Emissions from the tank battery and downstream flares and combustors are significant contributors to an upstream production site’s environmental footprint. As a result, reducing emissions and eliminating the practice of routine flaring of tank vapor is coming under increasing pressure, and critical to the long-term sustainability of the upstream oil and gas industry.
Understanding how different strategies for reducing emissions and flaring impact regulatory compliance, economic returns and operational efficiency is important to achieving both environmental and financial performance goals.
The regulatory environment concerning air emissions across oil and gas producing areas of the United States is complex and rapidly changing. It affects how operators plan for and mitigate production-related emissions at both existing and future operations.
In this first article on the subject, our focus is on emission permits requirements in different oil producing states, including Colorado, New Mexico, North Dakota and Texas. Additionally, we cover the important distinction between emission reduction measures achieved with process equipment versus control equipment.
Going forward, we plan to publish regulatory updates on a quarterly basis to help those with an interest in this critical aspect of oil and gas production operations stay up to speed. There are rulemakings in process in several states that will be in place and impactful later this year and early next.
EPA Proposes Increased Regulation of Methane and Emissions
The EPA recently issued a proposed rule outlining amendments to current Clean Air Act regulations intended to reduce further emissions of methane and other substances. and has indicated their intent to expand similar rules to sites not previously regulated by the EPA (“existing sites”, or those previously grandfathered under OOOO and OOOOa). The proposed rule does not contain any specific regulatory language and, as a result, EPA has signaled their direction but not indicated the precise nature of the changes.
The Department of the Interior is expected to release their own set of air regulations affecting federal lands in the next few months. We will cover federal air emission rules in detail in an upcoming article.
Disclaimer: EcoVapor is providing this information for educational purposes only and should not be relied on for obtaining permits. This material is based on current public information that we consider reliable, but we do not represent it as accurate or complete, and it should not be relied on as such. This information may be incomplete or become out of date. EcoVapor makes no commitment to update this information. We encourage you to seek professional counsel before making any business decisions affected by federal, state, or local regulations.

* **STORED RECORDS**
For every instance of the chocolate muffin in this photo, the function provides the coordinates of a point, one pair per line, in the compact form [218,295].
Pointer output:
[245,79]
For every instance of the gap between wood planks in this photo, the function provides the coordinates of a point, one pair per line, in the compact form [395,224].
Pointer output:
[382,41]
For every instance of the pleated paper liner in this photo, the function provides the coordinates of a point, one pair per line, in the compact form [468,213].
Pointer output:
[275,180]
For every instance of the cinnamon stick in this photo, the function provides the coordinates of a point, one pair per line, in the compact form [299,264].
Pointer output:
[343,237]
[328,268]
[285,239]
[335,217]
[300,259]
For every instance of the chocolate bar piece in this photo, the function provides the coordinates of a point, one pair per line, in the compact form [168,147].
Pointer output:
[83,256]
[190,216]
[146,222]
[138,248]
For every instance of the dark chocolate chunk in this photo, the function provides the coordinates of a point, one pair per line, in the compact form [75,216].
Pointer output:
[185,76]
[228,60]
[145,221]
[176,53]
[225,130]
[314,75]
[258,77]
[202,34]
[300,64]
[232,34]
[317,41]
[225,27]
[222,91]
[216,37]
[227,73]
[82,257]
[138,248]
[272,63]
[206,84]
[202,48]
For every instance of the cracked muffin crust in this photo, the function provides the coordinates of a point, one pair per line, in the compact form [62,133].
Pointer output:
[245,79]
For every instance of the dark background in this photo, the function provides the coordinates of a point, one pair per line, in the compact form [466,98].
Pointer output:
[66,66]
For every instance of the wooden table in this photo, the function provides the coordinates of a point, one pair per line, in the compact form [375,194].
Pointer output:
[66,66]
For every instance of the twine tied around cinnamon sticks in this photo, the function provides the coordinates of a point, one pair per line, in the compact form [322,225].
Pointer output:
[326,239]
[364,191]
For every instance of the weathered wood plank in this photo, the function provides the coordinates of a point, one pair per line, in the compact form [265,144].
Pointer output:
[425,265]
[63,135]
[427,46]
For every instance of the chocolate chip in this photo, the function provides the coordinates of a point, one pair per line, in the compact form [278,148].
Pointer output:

* **SET PROBLEM A**
Print the passage of the emissions article from "The Department of" to "an upcoming article.".
* **SET PROBLEM B**
According to the emissions article, how often do the authors plan to publish regulatory updates?
* **SET PROBLEM C**
The emissions article says the EPA has signaled its direction but has not shown the precise nature of the changes. Explain why, based on the article.

* **WORKED ANSWER A**
The Department of the Interior is expected to release their own set of air regulations affecting federal lands in the next few months. We will cover federal air emission rules in detail in an upcoming article.

* **WORKED ANSWER B**
On a quarterly basis.

* **WORKED ANSWER C**
The EPA's proposed rule does not contain any specific regulatory language. As a result, the agency has indicated its general direction without spelling out exactly what the changes will be.